[Records from a point labeling set]
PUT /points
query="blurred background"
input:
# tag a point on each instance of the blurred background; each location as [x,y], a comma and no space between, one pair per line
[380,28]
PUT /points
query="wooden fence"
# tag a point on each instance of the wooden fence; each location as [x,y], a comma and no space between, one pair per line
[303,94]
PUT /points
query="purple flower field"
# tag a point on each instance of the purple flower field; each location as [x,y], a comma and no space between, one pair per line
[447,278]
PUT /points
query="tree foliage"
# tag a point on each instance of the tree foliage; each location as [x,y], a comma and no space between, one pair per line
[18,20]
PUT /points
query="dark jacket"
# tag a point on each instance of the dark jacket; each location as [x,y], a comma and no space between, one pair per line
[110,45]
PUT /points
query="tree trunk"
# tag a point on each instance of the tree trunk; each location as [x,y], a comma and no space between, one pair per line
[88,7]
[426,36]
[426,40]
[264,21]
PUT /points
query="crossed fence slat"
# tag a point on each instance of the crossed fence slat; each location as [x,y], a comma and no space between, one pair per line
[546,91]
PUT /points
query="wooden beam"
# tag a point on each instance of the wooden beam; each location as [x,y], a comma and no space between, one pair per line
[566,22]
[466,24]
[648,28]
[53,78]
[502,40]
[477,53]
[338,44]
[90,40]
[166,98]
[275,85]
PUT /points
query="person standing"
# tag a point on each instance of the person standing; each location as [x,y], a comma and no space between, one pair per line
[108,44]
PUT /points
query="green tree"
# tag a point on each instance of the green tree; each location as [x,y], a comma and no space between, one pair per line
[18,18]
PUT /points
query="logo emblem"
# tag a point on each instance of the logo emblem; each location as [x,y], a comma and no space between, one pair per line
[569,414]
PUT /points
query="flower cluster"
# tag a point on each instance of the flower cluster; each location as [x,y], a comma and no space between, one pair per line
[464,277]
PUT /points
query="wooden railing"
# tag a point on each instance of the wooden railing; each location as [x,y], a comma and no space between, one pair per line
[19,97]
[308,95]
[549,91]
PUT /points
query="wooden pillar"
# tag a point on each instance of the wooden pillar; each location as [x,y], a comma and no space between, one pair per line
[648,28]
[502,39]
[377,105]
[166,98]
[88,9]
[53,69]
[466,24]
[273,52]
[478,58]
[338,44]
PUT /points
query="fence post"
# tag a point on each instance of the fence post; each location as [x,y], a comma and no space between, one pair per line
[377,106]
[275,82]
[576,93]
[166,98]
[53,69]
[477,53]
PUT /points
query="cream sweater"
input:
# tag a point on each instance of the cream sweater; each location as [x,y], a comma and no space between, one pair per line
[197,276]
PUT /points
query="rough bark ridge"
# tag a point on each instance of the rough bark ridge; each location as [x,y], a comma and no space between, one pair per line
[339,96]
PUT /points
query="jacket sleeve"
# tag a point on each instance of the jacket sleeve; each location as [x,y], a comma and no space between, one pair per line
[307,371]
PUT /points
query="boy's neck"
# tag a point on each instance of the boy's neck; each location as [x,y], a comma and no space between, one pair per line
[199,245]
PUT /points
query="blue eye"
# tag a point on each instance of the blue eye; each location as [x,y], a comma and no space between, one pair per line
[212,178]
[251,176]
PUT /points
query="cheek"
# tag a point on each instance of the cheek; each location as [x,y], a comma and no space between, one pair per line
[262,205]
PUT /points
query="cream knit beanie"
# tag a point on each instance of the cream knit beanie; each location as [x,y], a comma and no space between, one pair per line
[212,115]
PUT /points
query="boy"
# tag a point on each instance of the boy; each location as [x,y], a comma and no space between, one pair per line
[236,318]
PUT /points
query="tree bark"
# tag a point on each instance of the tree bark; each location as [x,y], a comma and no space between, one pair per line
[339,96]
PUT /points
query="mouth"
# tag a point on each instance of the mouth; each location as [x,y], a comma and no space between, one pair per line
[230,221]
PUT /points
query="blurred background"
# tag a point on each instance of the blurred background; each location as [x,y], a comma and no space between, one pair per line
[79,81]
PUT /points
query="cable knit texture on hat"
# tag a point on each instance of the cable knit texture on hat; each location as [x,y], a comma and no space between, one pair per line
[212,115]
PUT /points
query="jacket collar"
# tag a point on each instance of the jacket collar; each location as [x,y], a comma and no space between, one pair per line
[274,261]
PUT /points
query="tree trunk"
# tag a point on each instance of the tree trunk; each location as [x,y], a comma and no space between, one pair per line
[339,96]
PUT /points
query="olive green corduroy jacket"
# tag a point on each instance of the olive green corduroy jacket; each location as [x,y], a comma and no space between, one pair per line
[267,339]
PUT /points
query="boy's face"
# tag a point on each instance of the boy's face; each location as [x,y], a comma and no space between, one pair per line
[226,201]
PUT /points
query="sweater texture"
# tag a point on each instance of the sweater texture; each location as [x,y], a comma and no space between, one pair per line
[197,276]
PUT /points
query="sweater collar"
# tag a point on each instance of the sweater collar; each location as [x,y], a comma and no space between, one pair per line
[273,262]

→ **Short exercise**
Reproduce the entries above exactly.

→ **Answer to the exercise**
PUT /points
query="blurred background"
input:
# tag a point on each instance of the blurred background; each location as [x,y], a comma and no space between, one pair per line
[380,28]
PUT /points
query="wooden fence"
# tag a point on each instance of the wooden fence; each location as [x,y], a comma and no space between, one pair per line
[303,94]
PUT /points
query="purple flower field"
# tag a point on each instance of the purple flower field; each location as [x,y], a comma and no space between, one pair per line
[447,278]
PUT /points
query="tree foliage"
# tag a point on each instance of the tree foliage; each location as [x,y], a comma and no space between, one pair per line
[18,20]
PUT /points
query="dark jacket"
# tag a point on each instance of the dark jacket; each location as [x,y], a comma and no space between, one pair per line
[110,45]
PUT /points
query="tree trunk"
# tag a point on each instance of the tree trunk; each location as [x,y], a comma and no space between, one pair per line
[88,7]
[426,36]
[426,40]
[264,21]
PUT /points
query="crossed fence slat"
# tag a point on each instance of the crossed fence slat; each location as [x,y], a comma and no space between, one pair per line
[546,91]
PUT /points
query="wooden beam"
# tag a point on each instance of the wooden beam; each location as [x,y], a comma and no space between, one pair per line
[566,22]
[466,24]
[648,28]
[53,78]
[502,40]
[477,53]
[338,44]
[90,40]
[166,98]
[275,85]
PUT /points
query="person standing"
# tag a point on each instance of the person standing; each location as [x,y], a comma and no space between, one pair per line
[108,44]
PUT /points
query="green tree"
# tag a point on each instance of the green tree; each location as [x,y], a comma and no space between, one pair per line
[18,18]
PUT /points
query="logo emblem"
# tag a point on each instance of the logo emblem; each location as [x,y], a comma and no space between, one pair per line
[569,414]
PUT /points
query="flower cluster"
# tag a point on each instance of the flower cluster; each location as [x,y], a comma and no space between, one pair per line
[464,277]
PUT /points
query="wooden railing"
# tag a point on each instance of the wooden railing; each location as [x,y], a comma and no space between, one pair per line
[19,97]
[308,95]
[549,91]
PUT /points
query="wooden pillar"
# tag a point on each instance of the wooden pillar; each location as [x,y], a comma and no space between, one pair per line
[648,28]
[502,39]
[377,105]
[166,98]
[88,9]
[53,69]
[466,24]
[273,52]
[478,58]
[338,44]
PUT /points
query="fence post"
# tag a point on each instance of the fence post; each location as [x,y], a comma and no space between, one pair per line
[377,106]
[275,82]
[576,93]
[166,98]
[53,69]
[477,53]
PUT /points
query="cream sweater"
input:
# tag a point on each instance of the cream sweater; each location as [x,y], a comma and no space between, one pair per line
[197,276]
PUT /points
query="rough bark ridge"
# tag a point on each instance of the rough bark ridge; each location as [x,y], a comma and no space between, one pair per line
[339,96]
PUT /points
query="jacket sleeve"
# tag a point on each instance of the jacket sleeve; each location as [x,y], a comma and no space between, one pair per line
[307,371]
PUT /points
query="boy's neck"
# tag a point on each instance of the boy's neck; each location as [x,y], a comma and no space between, one pair per line
[199,245]
PUT /points
query="blue eye"
# tag a point on each instance of the blue eye; each location as [x,y], a comma and no space between, one pair per line
[212,178]
[251,176]
PUT /points
query="cheek"
# tag a point on each instance of the cheek; each location as [x,y], a comma and no space between, one pair per line
[262,205]
PUT /points
query="cream knit beanie"
# tag a point on each instance of the cream knit beanie; each location as [x,y], a comma and no space between, one pair per line
[212,115]
PUT /points
query="boy"
# tag a point on each instance of the boy; each location as [x,y], a comma and no space between, one pair per line
[236,318]
PUT /points
query="tree bark"
# tag a point on each instance of the tree bark; each location as [x,y], a comma and no space between, one pair per line
[339,96]
PUT /points
query="mouth"
# tag a point on each instance of the mouth; each location as [x,y], a comma and no space between, one pair per line
[230,221]
PUT /points
query="blurred background"
# tag a point on each instance of the blurred background; each location as [x,y], a comma and no space between, one pair per line
[79,81]
PUT /points
query="cable knit texture on hat"
# tag a point on each instance of the cable knit texture on hat; each location as [x,y], a comma and no space between, one pair per line
[212,115]
PUT /points
query="jacket collar"
# tag a point on each instance of the jacket collar; each location as [x,y], a comma and no space between, one pair per line
[274,261]
PUT /points
query="tree trunk"
# tag a point on each instance of the tree trunk; each location as [x,y], a comma and no space between, one pair per line
[339,96]
PUT /points
query="olive green corduroy jacket"
# tag a point on each instance of the olive green corduroy jacket; each location as [x,y], a comma and no space between, one pair per line
[267,339]
PUT /points
query="boy's face"
# tag a point on each instance of the boy's face; each location as [x,y], a comma and no space between, one pair per line
[226,201]
PUT /points
query="sweater texture"
# tag a point on each instance of the sweater texture; each location as [x,y], a comma and no space between, one pair per line
[197,276]
PUT /points
query="sweater collar"
# tag a point on each instance of the sweater collar; each location as [x,y], a comma and no space between, one pair per line
[273,262]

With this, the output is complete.